DOCUMENT TEXT:
_ _ _

The Flemish call it Veertien- Achttien and describe it, in the lilt familiar from the subtitled television series Salamander, as a spektakel musical. To the rest of us it's the world's biggest theatre show.
Everything about 14-18 is enormous. The musical is being staged in a specially adapted building that could happily house a decent airport. It's running for a year. It has a cast of 140. The set is made up of 11 gigantic pieces of computer-controlled kit that can represent, with a graceful turn and a change of lighting, a bridge, a village green and a ruined city.
All of which might lead you to suspect that if you travel to the pretty Flanders town of Mechelen, a 10-minute train ride from Brussels, to see 14-18, you can give up on the idea of theatrical immediacy or intimate storytelling. In fact the opposite is the case. The show takes its audience to the centre of the action on a 2,000-strong chunk of seating that moves backwards and forwards along a 15m track.

_ _ _

DATA SUPPLIED:

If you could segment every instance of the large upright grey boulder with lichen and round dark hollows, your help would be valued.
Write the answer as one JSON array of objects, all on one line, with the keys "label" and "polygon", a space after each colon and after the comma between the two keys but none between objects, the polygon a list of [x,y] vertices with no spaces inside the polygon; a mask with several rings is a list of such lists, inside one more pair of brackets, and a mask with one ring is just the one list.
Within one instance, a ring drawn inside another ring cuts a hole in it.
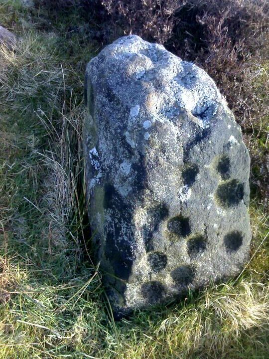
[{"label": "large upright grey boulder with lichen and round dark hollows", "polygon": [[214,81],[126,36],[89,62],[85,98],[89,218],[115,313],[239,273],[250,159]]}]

_ _ _

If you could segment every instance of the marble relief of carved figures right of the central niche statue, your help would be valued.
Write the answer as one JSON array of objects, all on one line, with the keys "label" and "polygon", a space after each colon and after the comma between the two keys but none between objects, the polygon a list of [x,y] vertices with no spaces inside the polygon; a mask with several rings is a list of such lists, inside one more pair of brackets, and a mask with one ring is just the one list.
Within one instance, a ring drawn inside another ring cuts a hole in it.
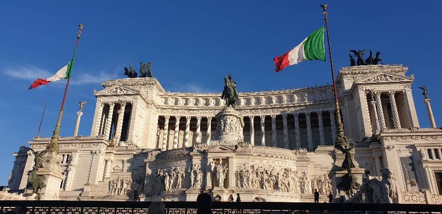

_ _ _

BRIEF 1:
Summarize the passage on the 14-18 musical in two sentences.
BRIEF 2:
Please retype the passage on the 14-18 musical between "The Flemish call" and "a ruined city.", inclusive.

REPLY 1:
14-18 is described as the world's biggest theatre show: it runs for a year in a specially adapted building, with a cast of 140 and a set of 11 gigantic computer-controlled pieces. Despite that scale, the show brings its audience to the centre of the action on a 2,000-strong block of seating that moves backwards and forwards along a 15m track.

REPLY 2:
The Flemish call it Veertien- Achttien and describe it, in the lilt familiar from the subtitled television series Salamander, as a spektakel musical. To the rest of us it's the world's biggest theatre show.
Everything about 14-18 is enormous. The musical is being staged in a specially adapted building that could happily house a decent airport. It's running for a year. It has a cast of 140. The set is made up of 11 gigantic pieces of computer-controlled kit that can represent, with a graceful turn and a change of lighting, a bridge, a village green and a ruined city.